There is little I can add in this vein to what those better versed in these matters have said. Instead, I will concretely illustrate the problems to which the legislation gives rise by reference to the field of eye health. Your Lordships would not expect me to speak without alluding to eye health. While declaring my interest as a vice-president of the RNIB, I have no compunction in doing so because it provides such a good illustration of many of the concerns held by critics of the legislation.

There are four particular concerns about eye health services that I would like to put to the Minister. The first is that of fragmentation. We currently have eye departments across England and Wales that provide a generally high level of care. They offer a comprehensive range of treatments for the main eye conditions, including cataracts, age-related macular degeneration, diabetic eye disease and glaucoma. However, with any qualified provider, this is likely to be quickly eroded with the disappearance of, for example, straightforward cataract surgery to private providers. Although that may be presented as a contribution to the QIPP agenda, it will have many unintended and damaging consequences.

Who, for example, will deal with the more complex operations and the inevitable complications? How do eye departments put together full and efficient operating lists? How can a smaller and fragmented eye department provide effective training for the next generation of ophthalmologists? How is an effective and comprehensive eye emergency service to be delivered?

A second concern relates to the failure so far to place eye health at the centre of the Government’s public health agenda. With an ageing population, visual impairment and blindness are now a bigger public health challenge to quality of life and cost—estimated at £22 billion in 2008—than the major killer diseases. It is all the more galling that 50 per cent of this is estimated to be preventable through early diagnosis and intervention.

The UK Vision Strategy, a coalition of all the major players in the vision impairment sector—the Royal College of Ophthalmologists, the Optical Confederation and the RNIB—has been arguing strongly for an ophthalmic public health indicator for avoiding blindness in the national framework. This would provide focus for clinical commissioning groups, health and well-being boards and Public Health England in this important area. However, it is increasingly concerned that such an indicator will not be included in the final framework when it is published later this year. That would be a major opportunity missed.

## Supplied records

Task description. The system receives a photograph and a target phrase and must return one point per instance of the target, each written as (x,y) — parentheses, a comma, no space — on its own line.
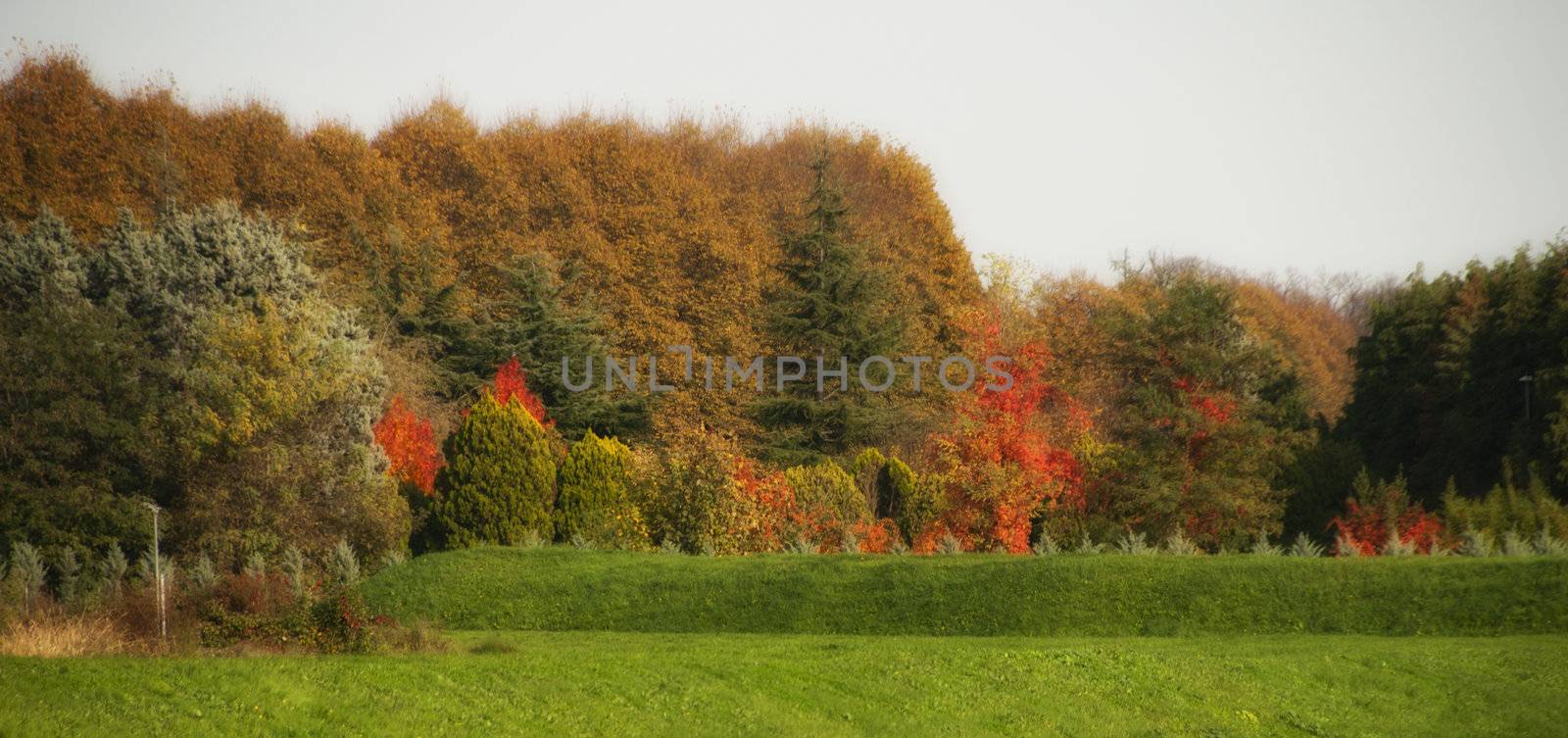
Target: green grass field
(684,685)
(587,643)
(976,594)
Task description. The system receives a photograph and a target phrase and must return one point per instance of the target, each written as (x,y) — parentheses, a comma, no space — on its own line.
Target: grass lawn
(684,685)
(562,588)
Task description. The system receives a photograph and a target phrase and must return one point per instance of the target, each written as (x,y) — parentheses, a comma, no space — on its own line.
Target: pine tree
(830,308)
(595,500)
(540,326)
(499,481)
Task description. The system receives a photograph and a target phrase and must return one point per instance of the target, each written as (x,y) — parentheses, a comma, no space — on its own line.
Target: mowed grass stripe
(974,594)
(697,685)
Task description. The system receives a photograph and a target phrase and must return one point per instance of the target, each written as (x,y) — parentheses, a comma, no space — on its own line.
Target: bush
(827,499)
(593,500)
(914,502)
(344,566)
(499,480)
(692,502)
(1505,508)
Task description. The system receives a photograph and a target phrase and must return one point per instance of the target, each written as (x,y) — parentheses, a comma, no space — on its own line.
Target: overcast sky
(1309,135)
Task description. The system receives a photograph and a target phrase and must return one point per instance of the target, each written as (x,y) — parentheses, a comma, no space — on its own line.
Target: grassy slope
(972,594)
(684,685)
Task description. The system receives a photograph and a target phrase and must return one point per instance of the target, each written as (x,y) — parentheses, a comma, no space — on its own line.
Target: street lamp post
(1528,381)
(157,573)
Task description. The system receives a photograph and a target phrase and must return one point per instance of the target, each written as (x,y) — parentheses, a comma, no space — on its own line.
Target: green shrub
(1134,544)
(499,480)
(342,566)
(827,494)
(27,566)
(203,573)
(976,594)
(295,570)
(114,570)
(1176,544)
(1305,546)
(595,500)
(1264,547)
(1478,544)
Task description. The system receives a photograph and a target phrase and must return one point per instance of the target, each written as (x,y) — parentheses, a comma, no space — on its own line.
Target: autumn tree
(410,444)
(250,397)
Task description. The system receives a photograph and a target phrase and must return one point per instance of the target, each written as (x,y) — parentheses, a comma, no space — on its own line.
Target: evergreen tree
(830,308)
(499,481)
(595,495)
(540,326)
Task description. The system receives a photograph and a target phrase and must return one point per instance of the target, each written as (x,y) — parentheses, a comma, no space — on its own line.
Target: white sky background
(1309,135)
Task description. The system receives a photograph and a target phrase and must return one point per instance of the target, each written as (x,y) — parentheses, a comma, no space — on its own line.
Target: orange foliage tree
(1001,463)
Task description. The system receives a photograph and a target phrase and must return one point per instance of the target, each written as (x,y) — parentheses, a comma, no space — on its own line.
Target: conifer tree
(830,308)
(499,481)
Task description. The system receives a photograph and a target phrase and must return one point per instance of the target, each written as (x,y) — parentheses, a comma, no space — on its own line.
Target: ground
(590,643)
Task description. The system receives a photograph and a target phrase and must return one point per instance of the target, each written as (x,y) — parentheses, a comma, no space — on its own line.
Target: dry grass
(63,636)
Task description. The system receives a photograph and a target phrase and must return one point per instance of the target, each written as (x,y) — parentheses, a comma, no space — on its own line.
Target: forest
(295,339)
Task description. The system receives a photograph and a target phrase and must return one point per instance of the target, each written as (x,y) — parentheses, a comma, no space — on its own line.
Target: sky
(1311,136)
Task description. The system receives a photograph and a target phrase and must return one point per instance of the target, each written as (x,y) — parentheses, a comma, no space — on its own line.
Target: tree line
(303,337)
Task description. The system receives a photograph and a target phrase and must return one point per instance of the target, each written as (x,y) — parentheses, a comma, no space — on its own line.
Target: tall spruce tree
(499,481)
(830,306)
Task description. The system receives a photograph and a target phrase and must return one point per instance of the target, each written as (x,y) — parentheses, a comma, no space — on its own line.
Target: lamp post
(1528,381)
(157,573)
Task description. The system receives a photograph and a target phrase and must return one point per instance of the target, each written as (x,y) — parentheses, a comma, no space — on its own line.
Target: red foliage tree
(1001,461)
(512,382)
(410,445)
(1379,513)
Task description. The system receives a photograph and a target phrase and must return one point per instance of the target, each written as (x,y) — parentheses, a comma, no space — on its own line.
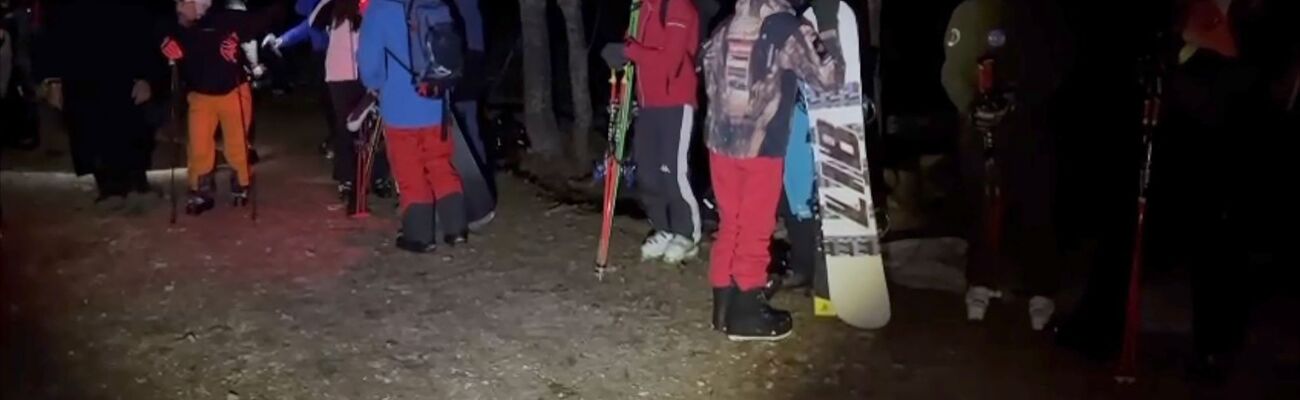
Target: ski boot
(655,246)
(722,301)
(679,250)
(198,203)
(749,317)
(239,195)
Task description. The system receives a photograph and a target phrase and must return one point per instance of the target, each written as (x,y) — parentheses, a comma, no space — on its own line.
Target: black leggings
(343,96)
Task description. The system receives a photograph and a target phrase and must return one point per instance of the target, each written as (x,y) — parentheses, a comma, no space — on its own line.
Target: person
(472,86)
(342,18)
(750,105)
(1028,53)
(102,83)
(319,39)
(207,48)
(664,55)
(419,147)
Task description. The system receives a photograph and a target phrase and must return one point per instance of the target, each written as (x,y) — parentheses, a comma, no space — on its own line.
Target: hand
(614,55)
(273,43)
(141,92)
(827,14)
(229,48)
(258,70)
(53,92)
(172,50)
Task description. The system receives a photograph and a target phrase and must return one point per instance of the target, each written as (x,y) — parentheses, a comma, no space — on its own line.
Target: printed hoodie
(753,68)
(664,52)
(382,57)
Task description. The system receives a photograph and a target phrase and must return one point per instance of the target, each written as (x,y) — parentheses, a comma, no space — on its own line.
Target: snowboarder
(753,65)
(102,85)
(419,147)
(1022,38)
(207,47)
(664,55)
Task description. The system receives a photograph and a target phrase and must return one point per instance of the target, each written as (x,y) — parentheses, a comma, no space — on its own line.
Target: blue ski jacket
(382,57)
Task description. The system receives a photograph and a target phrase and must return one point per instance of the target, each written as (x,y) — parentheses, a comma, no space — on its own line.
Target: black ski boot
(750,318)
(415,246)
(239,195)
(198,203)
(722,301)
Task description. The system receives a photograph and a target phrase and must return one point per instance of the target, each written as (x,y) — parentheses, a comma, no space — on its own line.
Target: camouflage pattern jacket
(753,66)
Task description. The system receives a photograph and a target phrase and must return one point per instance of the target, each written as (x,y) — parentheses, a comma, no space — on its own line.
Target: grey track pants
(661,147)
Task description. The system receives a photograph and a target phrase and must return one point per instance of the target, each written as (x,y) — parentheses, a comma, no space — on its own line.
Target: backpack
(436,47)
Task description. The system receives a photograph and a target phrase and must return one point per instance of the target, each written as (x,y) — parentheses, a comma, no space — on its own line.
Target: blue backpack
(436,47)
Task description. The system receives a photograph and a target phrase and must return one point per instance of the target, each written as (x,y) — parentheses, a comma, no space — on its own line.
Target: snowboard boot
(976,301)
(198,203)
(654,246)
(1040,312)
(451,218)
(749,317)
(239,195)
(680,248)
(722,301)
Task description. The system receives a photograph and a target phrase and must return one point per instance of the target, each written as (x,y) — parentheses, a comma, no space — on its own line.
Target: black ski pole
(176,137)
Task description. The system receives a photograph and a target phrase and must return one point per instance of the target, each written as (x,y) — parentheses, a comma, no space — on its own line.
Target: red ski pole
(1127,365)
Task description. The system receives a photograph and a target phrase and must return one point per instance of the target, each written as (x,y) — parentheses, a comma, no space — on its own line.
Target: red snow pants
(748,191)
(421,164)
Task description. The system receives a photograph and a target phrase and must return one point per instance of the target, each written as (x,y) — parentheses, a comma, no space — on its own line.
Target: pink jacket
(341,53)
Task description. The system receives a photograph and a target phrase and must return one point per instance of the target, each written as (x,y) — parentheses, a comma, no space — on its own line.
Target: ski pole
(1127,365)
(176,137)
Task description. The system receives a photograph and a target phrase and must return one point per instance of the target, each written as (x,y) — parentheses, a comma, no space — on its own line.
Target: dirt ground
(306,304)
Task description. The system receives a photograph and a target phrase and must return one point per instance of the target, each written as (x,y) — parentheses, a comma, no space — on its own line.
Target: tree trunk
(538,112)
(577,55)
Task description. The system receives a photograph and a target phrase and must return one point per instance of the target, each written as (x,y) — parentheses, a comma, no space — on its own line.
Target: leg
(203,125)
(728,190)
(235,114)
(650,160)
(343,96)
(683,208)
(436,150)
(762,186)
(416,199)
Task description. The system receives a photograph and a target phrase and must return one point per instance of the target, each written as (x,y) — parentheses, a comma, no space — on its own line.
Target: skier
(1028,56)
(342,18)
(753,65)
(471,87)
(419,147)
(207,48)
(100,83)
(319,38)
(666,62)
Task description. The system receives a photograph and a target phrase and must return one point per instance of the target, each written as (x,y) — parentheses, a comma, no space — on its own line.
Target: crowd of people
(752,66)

## Exercise
In the passage on eye health services, what was the estimated cost of visual impairment and blindness in 2008?

## Answer space
£22 billion